- [EXERCISE DETAILS]:
In the text on antibodies and COVID-19, what is the part of a molecule that an antibody binds to called?

- [EXERCISE TEXT]:
This is the first of two posts on the potential use of antibodies in the treatment of COVID-19.
Viruses and Antibodies
The fact that viruses reproduce using the host cells’ metabolic processes makes it more difficult to design drugs to target them after they have entered the cells. There is always the possibility that any drug developed might damage the host as well. It is far better to prevent the virus entering the cells using a chemical entity specifically targeted at the virus in question: this is where antibodies come in.
Antibodies are glycoproteins (protein molecules with sugar molecules attached) which are mainly produced by cells called plasma cells. They are produced as a major part of the body’s immune response to bacteria and viruses. They are highly specific, binding to a particular molecule of the attacking organism, called the antigen. The part of the molecule to which the antibody binds is called an epitope.
SARS-CoV-2 Binding to Host Cells, and How Antibodies Might Prevent It
See also: “COVID: Know Thine Enemy—Preamble”.

[Stored data entries]
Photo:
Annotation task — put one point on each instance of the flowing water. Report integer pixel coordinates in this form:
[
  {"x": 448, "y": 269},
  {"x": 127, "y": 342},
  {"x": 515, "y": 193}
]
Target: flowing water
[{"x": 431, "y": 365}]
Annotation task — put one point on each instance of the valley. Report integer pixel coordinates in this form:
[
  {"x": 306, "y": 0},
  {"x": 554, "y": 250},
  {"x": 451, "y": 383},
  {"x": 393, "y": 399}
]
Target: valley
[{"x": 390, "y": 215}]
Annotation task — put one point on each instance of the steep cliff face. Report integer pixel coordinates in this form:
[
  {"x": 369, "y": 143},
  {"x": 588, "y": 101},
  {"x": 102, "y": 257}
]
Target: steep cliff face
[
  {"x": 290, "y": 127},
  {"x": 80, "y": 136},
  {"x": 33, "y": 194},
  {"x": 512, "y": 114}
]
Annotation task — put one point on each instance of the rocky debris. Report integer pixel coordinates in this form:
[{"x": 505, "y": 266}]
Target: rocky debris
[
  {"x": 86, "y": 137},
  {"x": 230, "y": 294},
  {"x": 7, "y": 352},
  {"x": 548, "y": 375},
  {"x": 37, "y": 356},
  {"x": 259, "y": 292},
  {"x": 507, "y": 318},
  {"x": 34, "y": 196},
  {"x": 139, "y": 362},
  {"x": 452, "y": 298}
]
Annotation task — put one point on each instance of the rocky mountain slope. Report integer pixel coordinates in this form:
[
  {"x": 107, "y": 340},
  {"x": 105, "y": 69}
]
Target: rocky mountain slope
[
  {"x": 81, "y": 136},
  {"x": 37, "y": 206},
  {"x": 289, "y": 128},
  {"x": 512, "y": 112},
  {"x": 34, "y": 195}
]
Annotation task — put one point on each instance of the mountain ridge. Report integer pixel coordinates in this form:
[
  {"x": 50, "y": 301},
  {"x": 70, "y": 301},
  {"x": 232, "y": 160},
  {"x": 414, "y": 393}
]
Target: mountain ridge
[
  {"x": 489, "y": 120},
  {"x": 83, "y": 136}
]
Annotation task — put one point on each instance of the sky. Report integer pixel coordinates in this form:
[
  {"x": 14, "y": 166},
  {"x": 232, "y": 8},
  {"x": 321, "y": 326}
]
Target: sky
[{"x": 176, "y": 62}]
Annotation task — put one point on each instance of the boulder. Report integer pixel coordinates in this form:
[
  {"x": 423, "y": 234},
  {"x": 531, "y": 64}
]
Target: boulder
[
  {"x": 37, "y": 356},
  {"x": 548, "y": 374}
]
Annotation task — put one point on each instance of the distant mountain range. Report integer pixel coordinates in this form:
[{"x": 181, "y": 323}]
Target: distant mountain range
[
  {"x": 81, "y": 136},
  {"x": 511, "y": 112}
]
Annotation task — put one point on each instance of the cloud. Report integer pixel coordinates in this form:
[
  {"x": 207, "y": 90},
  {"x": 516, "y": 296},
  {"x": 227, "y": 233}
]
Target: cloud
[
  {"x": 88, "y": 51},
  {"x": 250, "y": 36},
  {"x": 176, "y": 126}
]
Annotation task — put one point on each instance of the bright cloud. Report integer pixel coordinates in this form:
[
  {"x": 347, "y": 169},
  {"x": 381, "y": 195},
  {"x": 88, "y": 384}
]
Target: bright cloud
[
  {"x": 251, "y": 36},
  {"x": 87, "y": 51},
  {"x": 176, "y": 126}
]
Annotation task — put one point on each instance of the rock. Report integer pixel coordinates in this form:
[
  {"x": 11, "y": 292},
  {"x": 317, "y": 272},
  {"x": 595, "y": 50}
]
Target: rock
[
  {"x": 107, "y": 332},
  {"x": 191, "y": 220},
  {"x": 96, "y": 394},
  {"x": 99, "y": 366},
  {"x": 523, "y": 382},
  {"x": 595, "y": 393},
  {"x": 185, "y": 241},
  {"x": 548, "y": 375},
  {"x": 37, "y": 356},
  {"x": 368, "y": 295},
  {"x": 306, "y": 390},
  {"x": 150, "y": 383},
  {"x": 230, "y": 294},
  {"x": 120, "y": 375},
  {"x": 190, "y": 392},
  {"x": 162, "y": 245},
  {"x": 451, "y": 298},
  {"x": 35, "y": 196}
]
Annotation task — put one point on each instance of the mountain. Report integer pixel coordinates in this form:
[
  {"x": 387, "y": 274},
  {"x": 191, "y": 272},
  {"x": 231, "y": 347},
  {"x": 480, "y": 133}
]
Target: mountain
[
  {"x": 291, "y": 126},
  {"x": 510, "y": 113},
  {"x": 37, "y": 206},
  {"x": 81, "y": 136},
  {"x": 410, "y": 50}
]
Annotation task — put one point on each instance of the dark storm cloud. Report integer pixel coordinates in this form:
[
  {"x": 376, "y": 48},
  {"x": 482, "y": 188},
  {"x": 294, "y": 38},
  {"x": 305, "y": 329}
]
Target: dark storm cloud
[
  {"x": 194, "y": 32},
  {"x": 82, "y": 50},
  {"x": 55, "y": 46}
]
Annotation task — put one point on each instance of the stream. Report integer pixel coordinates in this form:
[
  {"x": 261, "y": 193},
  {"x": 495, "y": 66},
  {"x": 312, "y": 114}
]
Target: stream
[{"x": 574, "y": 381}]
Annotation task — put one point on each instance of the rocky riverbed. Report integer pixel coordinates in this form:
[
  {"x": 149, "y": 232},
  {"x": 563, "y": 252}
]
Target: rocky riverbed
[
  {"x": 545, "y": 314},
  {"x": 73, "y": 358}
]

- [ANSWER TO THIS EXERCISE]:
An epitope.